#### Supplied data

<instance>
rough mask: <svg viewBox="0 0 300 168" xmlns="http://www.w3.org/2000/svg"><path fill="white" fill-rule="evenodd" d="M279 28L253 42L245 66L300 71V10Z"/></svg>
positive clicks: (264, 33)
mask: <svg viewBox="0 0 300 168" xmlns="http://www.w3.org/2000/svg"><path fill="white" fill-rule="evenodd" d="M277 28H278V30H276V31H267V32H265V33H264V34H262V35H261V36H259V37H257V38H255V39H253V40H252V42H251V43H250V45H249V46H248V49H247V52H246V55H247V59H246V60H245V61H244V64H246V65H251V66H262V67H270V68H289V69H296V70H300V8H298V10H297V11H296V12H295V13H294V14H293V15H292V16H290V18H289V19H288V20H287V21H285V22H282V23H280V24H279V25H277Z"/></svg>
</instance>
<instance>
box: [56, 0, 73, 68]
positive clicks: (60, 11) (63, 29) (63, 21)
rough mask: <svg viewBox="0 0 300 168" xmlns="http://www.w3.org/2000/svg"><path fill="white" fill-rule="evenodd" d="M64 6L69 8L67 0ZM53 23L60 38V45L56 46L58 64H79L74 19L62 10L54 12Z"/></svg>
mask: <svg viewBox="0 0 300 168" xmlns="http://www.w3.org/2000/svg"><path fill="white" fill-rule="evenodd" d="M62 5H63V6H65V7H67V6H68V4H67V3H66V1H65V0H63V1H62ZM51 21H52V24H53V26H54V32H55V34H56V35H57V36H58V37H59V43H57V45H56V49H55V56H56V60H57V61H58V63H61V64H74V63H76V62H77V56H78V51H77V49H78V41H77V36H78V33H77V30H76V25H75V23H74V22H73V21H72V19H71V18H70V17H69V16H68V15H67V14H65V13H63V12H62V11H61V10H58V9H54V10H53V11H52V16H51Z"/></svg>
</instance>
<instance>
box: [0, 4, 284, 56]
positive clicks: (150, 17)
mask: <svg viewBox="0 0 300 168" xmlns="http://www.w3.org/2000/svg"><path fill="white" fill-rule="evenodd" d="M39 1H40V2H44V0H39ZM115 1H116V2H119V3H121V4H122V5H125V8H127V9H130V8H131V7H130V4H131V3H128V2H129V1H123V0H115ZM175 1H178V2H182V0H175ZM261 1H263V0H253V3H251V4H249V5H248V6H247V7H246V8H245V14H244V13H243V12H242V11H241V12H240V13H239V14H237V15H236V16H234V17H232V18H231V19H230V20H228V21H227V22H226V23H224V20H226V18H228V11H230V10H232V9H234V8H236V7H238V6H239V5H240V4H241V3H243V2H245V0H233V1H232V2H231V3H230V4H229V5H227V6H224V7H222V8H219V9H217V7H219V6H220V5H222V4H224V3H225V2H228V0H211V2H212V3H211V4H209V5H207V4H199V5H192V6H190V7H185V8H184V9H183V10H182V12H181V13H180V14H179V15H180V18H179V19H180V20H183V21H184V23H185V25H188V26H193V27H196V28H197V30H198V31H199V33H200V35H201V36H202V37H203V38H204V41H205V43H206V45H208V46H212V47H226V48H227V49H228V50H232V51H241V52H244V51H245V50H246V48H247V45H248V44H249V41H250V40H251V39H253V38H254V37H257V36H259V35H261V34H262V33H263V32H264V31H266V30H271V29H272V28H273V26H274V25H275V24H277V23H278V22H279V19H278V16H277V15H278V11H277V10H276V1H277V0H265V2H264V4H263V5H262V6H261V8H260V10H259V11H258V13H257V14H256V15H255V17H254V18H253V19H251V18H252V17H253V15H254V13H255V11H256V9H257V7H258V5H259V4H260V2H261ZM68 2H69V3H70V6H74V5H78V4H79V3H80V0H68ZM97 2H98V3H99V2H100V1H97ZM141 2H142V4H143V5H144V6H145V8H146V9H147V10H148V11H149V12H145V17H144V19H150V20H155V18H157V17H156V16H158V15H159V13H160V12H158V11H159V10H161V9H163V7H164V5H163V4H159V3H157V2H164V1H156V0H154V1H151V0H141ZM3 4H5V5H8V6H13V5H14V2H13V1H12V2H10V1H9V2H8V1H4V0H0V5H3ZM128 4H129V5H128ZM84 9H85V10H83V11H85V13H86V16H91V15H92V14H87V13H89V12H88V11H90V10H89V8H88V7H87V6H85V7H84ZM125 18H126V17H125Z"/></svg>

########

_What is needed_:
What's needed is every line of the listing, transcribed word for word.

_Written response_:
<instance>
rough mask: <svg viewBox="0 0 300 168" xmlns="http://www.w3.org/2000/svg"><path fill="white" fill-rule="evenodd" d="M279 28L253 42L245 66L300 71V10Z"/></svg>
positive clicks: (264, 33)
mask: <svg viewBox="0 0 300 168" xmlns="http://www.w3.org/2000/svg"><path fill="white" fill-rule="evenodd" d="M277 28H278V30H276V31H267V32H265V33H264V34H262V35H261V36H259V37H257V38H255V39H253V40H252V42H251V43H250V45H249V46H248V49H247V52H246V55H247V59H246V60H245V61H244V64H246V65H251V66H262V67H270V68H289V69H296V70H300V8H298V10H297V11H296V12H295V13H294V14H293V15H292V16H290V18H289V19H288V20H287V21H285V22H282V23H280V24H279V25H277Z"/></svg>
</instance>
<instance>
box: [56, 0, 73, 68]
positive clicks: (60, 11) (63, 29) (63, 21)
rough mask: <svg viewBox="0 0 300 168" xmlns="http://www.w3.org/2000/svg"><path fill="white" fill-rule="evenodd" d="M64 6L69 8L67 0ZM53 23L60 38V45L56 46L58 64H79L74 19L62 10L54 12Z"/></svg>
mask: <svg viewBox="0 0 300 168" xmlns="http://www.w3.org/2000/svg"><path fill="white" fill-rule="evenodd" d="M62 5H63V6H65V7H67V6H68V4H67V3H66V1H65V0H63V1H62ZM51 21H52V24H53V26H54V32H55V34H56V35H57V36H58V37H59V43H57V45H56V49H55V56H56V60H57V61H58V63H61V64H74V63H76V62H77V56H78V51H77V49H78V41H77V36H78V33H77V30H76V25H75V23H74V22H73V21H72V19H71V18H70V17H69V16H68V15H67V14H65V13H63V12H62V11H61V10H58V9H54V10H53V11H52V16H51Z"/></svg>
</instance>
<instance>
box: [0, 4, 284, 56]
positive clicks: (150, 17)
mask: <svg viewBox="0 0 300 168" xmlns="http://www.w3.org/2000/svg"><path fill="white" fill-rule="evenodd" d="M39 1H40V2H44V0H39ZM115 1H116V2H119V3H121V4H122V5H125V8H127V9H130V8H131V7H130V4H131V3H128V2H129V1H123V0H115ZM175 1H178V2H182V0H175ZM261 1H263V0H253V3H251V4H249V5H248V6H247V7H246V8H245V14H244V13H243V12H242V11H241V12H240V13H239V14H237V15H236V16H234V17H232V18H231V19H230V20H228V21H227V22H226V23H224V20H226V18H228V11H230V10H232V9H234V8H236V7H238V6H239V5H240V4H241V3H243V2H245V0H233V1H232V2H231V3H230V4H229V5H227V6H224V7H222V8H219V9H217V7H219V6H220V5H222V4H224V3H225V2H228V0H211V2H212V3H211V4H209V5H207V4H199V5H192V6H190V7H185V8H184V9H183V10H182V12H181V13H180V14H179V15H180V18H179V19H180V20H183V21H184V23H185V25H188V26H193V27H196V28H197V30H198V31H199V33H200V35H201V36H202V37H203V38H204V41H205V43H206V45H208V46H212V47H226V48H227V49H228V50H232V51H241V52H244V51H245V50H246V48H247V45H248V44H249V41H250V40H251V39H253V38H254V37H257V36H259V35H261V34H262V33H263V32H264V31H266V30H271V29H272V28H273V26H274V25H275V24H277V23H278V22H279V19H278V16H277V15H278V11H277V10H276V1H277V0H265V2H264V4H263V5H262V6H261V8H260V10H259V11H258V13H257V14H256V15H255V17H254V18H253V19H251V18H252V17H253V15H254V13H255V11H256V9H257V7H258V5H259V4H260V2H261ZM68 2H69V3H70V6H74V5H78V4H79V3H80V0H68ZM97 2H98V3H99V2H100V1H97ZM141 2H142V4H143V5H144V6H145V8H146V9H147V10H148V11H149V12H145V17H144V19H150V20H155V18H157V17H156V16H158V15H159V13H160V12H158V11H159V10H161V9H163V7H164V5H163V4H159V3H157V2H164V1H156V0H154V1H151V0H141ZM3 4H5V5H8V6H13V5H14V2H13V1H12V2H10V1H9V2H8V1H4V0H0V5H3ZM128 4H129V5H128ZM84 9H85V10H83V11H85V13H86V16H91V15H92V14H87V13H89V12H88V11H90V10H89V8H88V7H87V6H85V7H84ZM125 18H126V17H125Z"/></svg>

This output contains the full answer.